### What you need to do
Please render the items below as a two-column CSV with the headers "prompt" and "polygons", one row per item, each field quoted and with line breaks turned into spaces. Leave the pictures out.

##############################

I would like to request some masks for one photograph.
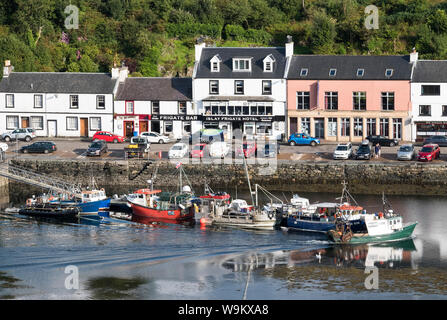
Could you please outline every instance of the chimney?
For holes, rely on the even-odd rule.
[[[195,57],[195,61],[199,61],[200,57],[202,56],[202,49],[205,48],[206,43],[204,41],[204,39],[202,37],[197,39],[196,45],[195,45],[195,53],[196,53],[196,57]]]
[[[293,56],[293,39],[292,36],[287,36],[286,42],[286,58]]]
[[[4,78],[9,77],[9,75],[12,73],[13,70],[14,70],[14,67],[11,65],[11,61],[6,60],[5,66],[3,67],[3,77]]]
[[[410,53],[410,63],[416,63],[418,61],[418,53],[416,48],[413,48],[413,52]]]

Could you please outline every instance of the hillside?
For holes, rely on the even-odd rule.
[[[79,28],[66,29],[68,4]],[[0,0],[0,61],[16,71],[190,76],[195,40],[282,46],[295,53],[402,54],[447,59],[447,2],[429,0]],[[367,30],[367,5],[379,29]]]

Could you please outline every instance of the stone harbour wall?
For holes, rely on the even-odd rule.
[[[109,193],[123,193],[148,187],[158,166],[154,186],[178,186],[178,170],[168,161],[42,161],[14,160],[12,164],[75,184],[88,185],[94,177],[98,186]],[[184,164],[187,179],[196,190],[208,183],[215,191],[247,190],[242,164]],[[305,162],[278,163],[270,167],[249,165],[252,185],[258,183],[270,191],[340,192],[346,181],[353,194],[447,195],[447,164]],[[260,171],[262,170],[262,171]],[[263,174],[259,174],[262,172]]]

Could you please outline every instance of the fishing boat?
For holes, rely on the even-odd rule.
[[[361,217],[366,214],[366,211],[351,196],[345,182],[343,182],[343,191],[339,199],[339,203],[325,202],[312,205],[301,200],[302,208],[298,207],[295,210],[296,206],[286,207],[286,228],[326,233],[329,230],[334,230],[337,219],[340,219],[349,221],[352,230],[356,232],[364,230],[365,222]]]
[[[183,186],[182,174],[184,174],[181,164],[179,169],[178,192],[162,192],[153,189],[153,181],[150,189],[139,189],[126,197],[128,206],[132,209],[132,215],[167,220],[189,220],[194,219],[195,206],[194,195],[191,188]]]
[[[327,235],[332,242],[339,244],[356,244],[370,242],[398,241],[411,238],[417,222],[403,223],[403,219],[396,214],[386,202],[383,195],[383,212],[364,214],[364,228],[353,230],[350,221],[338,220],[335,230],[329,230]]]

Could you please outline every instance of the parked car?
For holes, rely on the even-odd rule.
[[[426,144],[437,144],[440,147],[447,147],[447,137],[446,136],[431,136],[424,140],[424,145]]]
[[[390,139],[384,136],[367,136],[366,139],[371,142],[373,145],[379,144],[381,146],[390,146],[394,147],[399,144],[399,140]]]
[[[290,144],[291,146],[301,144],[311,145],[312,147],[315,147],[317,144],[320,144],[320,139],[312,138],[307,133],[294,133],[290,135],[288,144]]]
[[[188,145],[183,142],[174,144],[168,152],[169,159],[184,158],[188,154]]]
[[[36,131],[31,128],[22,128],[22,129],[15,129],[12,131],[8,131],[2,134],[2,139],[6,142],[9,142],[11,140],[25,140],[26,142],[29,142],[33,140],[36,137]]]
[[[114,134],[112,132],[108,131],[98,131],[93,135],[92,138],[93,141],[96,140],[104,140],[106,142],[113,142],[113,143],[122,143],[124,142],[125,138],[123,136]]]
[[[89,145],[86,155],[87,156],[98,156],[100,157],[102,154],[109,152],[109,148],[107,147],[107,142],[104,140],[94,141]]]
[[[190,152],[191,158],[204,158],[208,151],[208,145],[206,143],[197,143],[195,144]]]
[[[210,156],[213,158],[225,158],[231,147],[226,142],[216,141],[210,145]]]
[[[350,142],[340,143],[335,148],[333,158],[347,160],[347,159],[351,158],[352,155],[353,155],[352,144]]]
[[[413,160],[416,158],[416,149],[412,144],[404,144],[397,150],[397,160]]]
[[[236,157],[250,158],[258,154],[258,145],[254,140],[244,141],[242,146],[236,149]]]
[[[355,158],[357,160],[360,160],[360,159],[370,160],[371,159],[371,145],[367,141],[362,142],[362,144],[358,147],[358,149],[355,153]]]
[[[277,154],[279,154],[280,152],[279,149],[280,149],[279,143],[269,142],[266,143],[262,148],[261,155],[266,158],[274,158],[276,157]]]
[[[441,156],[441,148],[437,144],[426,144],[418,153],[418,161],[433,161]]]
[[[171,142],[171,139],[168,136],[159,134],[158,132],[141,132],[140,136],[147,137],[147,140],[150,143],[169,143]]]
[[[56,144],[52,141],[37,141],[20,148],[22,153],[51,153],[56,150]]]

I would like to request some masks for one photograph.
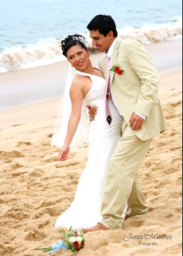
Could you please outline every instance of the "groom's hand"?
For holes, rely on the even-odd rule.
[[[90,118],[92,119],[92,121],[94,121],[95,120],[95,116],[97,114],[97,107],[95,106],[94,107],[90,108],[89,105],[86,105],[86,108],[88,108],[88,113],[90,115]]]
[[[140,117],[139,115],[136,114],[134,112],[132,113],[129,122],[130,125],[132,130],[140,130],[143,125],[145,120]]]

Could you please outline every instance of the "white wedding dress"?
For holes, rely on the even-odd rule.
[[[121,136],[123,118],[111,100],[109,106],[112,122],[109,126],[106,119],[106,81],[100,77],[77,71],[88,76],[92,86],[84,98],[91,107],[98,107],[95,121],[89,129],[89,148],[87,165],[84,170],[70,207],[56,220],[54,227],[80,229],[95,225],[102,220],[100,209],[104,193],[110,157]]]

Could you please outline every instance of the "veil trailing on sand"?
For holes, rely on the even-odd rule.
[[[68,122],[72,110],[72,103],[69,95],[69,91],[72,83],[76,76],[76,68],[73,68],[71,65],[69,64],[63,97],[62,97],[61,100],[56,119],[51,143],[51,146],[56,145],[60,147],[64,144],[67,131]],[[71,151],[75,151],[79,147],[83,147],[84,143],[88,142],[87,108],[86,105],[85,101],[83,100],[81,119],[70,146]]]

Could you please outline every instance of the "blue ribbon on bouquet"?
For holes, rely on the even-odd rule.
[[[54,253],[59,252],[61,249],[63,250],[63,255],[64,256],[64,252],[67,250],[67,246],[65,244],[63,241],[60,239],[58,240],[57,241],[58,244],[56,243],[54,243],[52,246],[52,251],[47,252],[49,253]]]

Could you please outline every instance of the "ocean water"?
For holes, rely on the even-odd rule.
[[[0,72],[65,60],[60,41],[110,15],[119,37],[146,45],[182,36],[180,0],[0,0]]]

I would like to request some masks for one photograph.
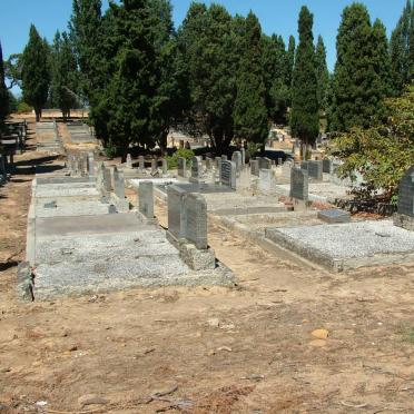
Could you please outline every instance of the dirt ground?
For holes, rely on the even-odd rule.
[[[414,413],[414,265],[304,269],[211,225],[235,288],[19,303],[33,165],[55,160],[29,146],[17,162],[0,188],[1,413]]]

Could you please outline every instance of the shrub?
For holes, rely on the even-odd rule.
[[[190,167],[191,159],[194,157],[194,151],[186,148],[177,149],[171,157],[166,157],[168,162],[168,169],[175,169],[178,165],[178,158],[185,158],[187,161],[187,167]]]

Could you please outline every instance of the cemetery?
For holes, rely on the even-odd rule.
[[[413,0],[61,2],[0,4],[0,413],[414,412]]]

##############################

### Full solution
prompt,polygons
"I would like to request some masks for one photograph. Could you please outline every instance of the chimney? For holes, rely on the even-odd rule.","[[[195,57],[195,61],[199,61],[200,57],[202,56],[202,49],[205,48],[206,43],[204,41],[204,39],[202,37],[197,39],[196,45],[195,45],[195,53],[196,53],[196,57]]] [[[293,56],[293,39],[292,36],[287,36],[286,42],[286,58]]] [[[4,78],[9,77],[9,75],[12,73],[13,70],[14,70],[14,67],[11,65],[11,61],[6,60],[5,66],[3,67],[3,77]]] [[[410,53],[410,63],[416,63],[418,61],[418,53],[416,48],[413,48],[413,52]]]"
"Could you please outline every instance of the hillside? For holes, rely on the even-odd rule.","[[[79,28],[66,29],[68,4]],[[0,0],[0,61],[16,71],[190,76],[195,40],[282,46],[295,53],[402,54],[447,59],[447,2],[429,0]],[[367,30],[367,5],[379,29]]]"
"Could you please outline every instance of the stone harbour wall? For holes, rely on the even-odd rule.","[[[109,193],[123,193],[148,187],[158,166],[154,186],[178,186],[178,170],[168,161],[42,161],[14,160],[12,164],[75,184],[88,185],[94,177],[98,186]],[[184,164],[187,179],[196,190],[208,183],[215,191],[247,190],[242,164]],[[305,162],[278,163],[270,167],[249,165],[252,185],[258,183],[270,191],[340,192],[346,181],[353,194],[447,195],[447,164]],[[260,171],[262,170],[262,171]],[[263,174],[259,174],[262,172]]]"
"Could you please outline every instance of the fishing boat? For holes, rely on the even-odd rule.","[[[361,217],[366,214],[366,211],[351,196],[345,182],[343,182],[343,191],[339,199],[339,203],[325,202],[312,205],[301,200],[302,208],[298,207],[295,210],[296,206],[286,207],[286,228],[326,233],[329,230],[334,230],[337,219],[340,219],[349,221],[352,230],[356,232],[364,230],[365,222]]] [[[183,186],[182,174],[184,174],[181,164],[179,169],[178,192],[162,192],[153,189],[153,181],[150,189],[139,189],[126,197],[128,206],[132,209],[132,215],[167,220],[189,220],[194,219],[195,206],[194,195],[191,188]]] [[[327,235],[332,242],[339,244],[356,244],[370,242],[398,241],[411,238],[417,222],[403,223],[403,219],[396,214],[386,202],[383,195],[383,212],[364,214],[364,228],[353,230],[350,221],[338,220],[335,230],[329,230]]]"
"Could you please outline every instance of the parked car? For holes, rely on the even-odd rule.","[[[426,144],[437,144],[440,147],[447,147],[447,137],[446,136],[431,136],[424,140],[424,145]]] [[[390,139],[384,136],[367,136],[366,139],[371,142],[373,145],[379,144],[381,146],[390,146],[394,147],[399,144],[399,140]]] [[[290,144],[291,146],[301,144],[311,145],[312,147],[315,147],[317,144],[320,144],[320,139],[312,138],[307,133],[294,133],[290,135],[288,144]]] [[[188,145],[183,142],[174,144],[168,152],[169,159],[184,158],[188,154]]] [[[36,131],[31,128],[22,128],[22,129],[15,129],[12,131],[8,131],[2,134],[2,139],[6,142],[9,142],[11,140],[25,140],[26,142],[29,142],[33,140],[36,137]]] [[[114,134],[112,132],[108,131],[98,131],[93,135],[92,138],[93,141],[96,140],[104,140],[106,142],[113,142],[113,143],[122,143],[124,142],[125,138],[123,136]]] [[[89,145],[86,155],[87,156],[98,156],[100,157],[102,154],[109,152],[109,148],[107,147],[107,142],[104,140],[94,141]]] [[[190,152],[191,158],[204,158],[208,151],[208,145],[206,143],[197,143],[195,144]]] [[[210,156],[213,158],[225,158],[231,147],[226,142],[216,141],[210,145]]] [[[350,142],[340,143],[335,148],[333,158],[347,160],[347,159],[351,158],[352,155],[353,155],[352,144]]] [[[413,160],[416,158],[416,149],[412,144],[404,144],[397,150],[397,160]]] [[[236,157],[250,158],[258,154],[258,145],[254,140],[244,141],[242,146],[236,149]]] [[[355,158],[357,160],[360,160],[360,159],[370,160],[371,159],[371,145],[367,141],[362,142],[362,144],[358,147],[358,149],[355,153]]] [[[277,154],[279,154],[280,152],[279,149],[280,149],[279,143],[269,142],[266,143],[262,148],[261,155],[266,158],[274,158],[276,157]]] [[[441,156],[441,148],[437,144],[426,144],[418,153],[418,161],[433,161]]] [[[171,142],[171,139],[168,136],[159,134],[158,132],[141,132],[140,136],[147,137],[147,140],[150,143],[169,143]]] [[[56,144],[52,141],[37,141],[20,148],[22,153],[51,153],[56,150]]]"
"I would like to request some masks for one photograph. Could you please outline every instance of the ""groom's hand""? For holes, rely on the even-odd rule.","[[[90,118],[92,119],[92,121],[94,121],[95,120],[95,116],[97,114],[97,107],[95,106],[94,107],[90,108],[89,105],[86,105],[86,108],[88,108],[88,113],[90,115]]] [[[140,117],[139,115],[136,114],[134,112],[132,113],[129,122],[130,125],[132,130],[140,130],[143,125],[145,120]]]"
"Could you please outline every instance of the ""white wedding dress""? For holes, rely on the even-odd rule.","[[[121,136],[123,118],[111,100],[109,106],[112,122],[109,126],[106,119],[106,81],[100,77],[77,71],[88,76],[92,86],[84,98],[91,107],[98,107],[95,121],[89,129],[89,148],[87,165],[84,170],[70,207],[56,220],[54,227],[80,229],[95,225],[102,220],[100,209],[104,193],[110,157]]]"
"Could you please outline every instance of the ""veil trailing on sand""? For holes, rely on the even-odd rule.","[[[68,122],[72,110],[72,103],[69,95],[69,91],[72,83],[76,76],[76,68],[73,68],[71,65],[69,64],[63,97],[62,97],[61,100],[56,119],[51,143],[51,146],[56,145],[60,147],[64,144],[67,131]],[[71,151],[75,151],[79,147],[83,147],[84,143],[88,142],[87,108],[86,105],[85,101],[83,100],[81,119],[70,146]]]"
"Could you please outline every instance of the ""blue ribbon on bouquet""? For holes, rely on the even-odd rule.","[[[54,253],[59,252],[61,249],[63,250],[63,255],[64,256],[64,252],[67,250],[67,246],[65,244],[63,241],[60,239],[58,240],[57,241],[58,244],[56,243],[54,243],[52,246],[52,251],[47,252],[49,253]]]"
"Could you please outline every instance of the ""ocean water""? For holes, rely on the even-odd rule.","[[[0,72],[65,60],[60,41],[110,15],[119,37],[146,45],[182,36],[180,0],[0,0]]]"
"I would like to request some masks for one photograph. Could you please outline every instance of the dirt ground? For holes, rely on the even-odd rule.","[[[414,413],[414,265],[304,269],[211,225],[235,288],[19,303],[33,165],[55,160],[29,146],[17,162],[0,188],[1,413]]]"
"Could you please outline every instance of the shrub? For holes, rely on the even-odd rule.","[[[190,167],[191,159],[194,157],[194,151],[186,148],[177,149],[171,157],[166,157],[168,162],[168,169],[175,169],[178,165],[178,158],[185,158],[187,161],[187,167]]]"
"Could you please outline every instance of the cemetery? For holes, rely on the even-odd rule.","[[[413,0],[61,2],[0,4],[0,413],[414,412]]]"